REPUBLIKA.CO.ID, KUALA LUMPUR -- Sebanyak dua petugas Persatuan Bangsa-Bangsa (PBB) di bidang program pangan berkewarganegaraan Malaysia yang berada di Korea Utara (Korut) diizinkan meninggalkan negara itu, Kamis (9/3). Hingga saat ini, masih terdapat sekitar sembilan warga Malaysia lainnya yang masih berada di sana.
Sembilan diantaranya adalah tiga pekerja Kedutaan Besar Malaysia untuk Korut dan keluarga mereka. Seluruhnya saat ini diyakini masih berada di kantor diplomatik tersebut di Ibu Kota Pyongyang dan menunggu hingga proses negosiasi dua negara selesai dilakukan.
Hingga saat ini Kepolisian Malaysia telah melakukan penangkapan terhadap tersangka yang diyakini menyerang saudara seayah Pemimpin Korea Utara Kim Jong-un, Kim Jong-nam secara langsung, yaitu Doan Thi Huong dari Vietnam dan Siti Aisyah dari Indonesia. Keduanya saat ini didakwa atas pembunuhan dengan menggunakan racun saraf mematikan, VX nerve agent.
Baca: Malaysia dan Korut akan Gelar Pembicaraan Resmi
Dalam keterangan tersangka, mereka diminta untuk melakukan adegan salah satu acara lelucon di televisi. Hingga saat ini, polisi masih melakukan pencarian terhadap tujuh tersangka lainnya yang merupakan warga Korut. Salah satunya adalah pejabat di kedutaan besar negara itu untuk Malaysia.

• **Yang Perlu Dikerjakan**
A: Ringkas paragraf berita ini yang diawali "Hingga saat ini Kepolisian Malaysia" dalam dua kalimat pendek, tanpa membuang fakta utamanya.
B: Cetak ulang bagian berita ini mulai dari "Sembilan diantaranya adalah" sampai dengan "VX nerve agent.".

• **Data Item**
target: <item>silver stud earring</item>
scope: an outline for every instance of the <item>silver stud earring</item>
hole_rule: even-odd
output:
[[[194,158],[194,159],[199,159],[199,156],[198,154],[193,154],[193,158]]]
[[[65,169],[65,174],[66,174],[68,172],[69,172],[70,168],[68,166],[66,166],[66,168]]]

• **Jawaban Latihan**
A: Polisi Malaysia sudah menangkap dua tersangka yang diyakini langsung menyerang Kim Jong-nam, saudara seayah pemimpin Korea Utara Kim Jong-un, yaitu Doan Thi Huong dari Vietnam dan Siti Aisyah dari Indonesia. Keduanya kini didakwa membunuh dengan racun saraf mematikan VX nerve agent.

B:
Sembilan diantaranya adalah tiga pekerja Kedutaan Besar Malaysia untuk Korut dan keluarga mereka. Seluruhnya saat ini diyakini masih berada di kantor diplomatik tersebut di Ibu Kota Pyongyang dan menunggu hingga proses negosiasi dua negara selesai dilakukan.
Hingga saat ini Kepolisian Malaysia telah melakukan penangkapan terhadap tersangka yang diyakini menyerang saudara seayah Pemimpin Korea Utara Kim Jong-un, Kim Jong-nam secara langsung, yaitu Doan Thi Huong dari Vietnam dan Siti Aisyah dari Indonesia. Keduanya saat ini didakwa atas pembunuhan dengan menggunakan racun saraf mematikan, VX nerve agent.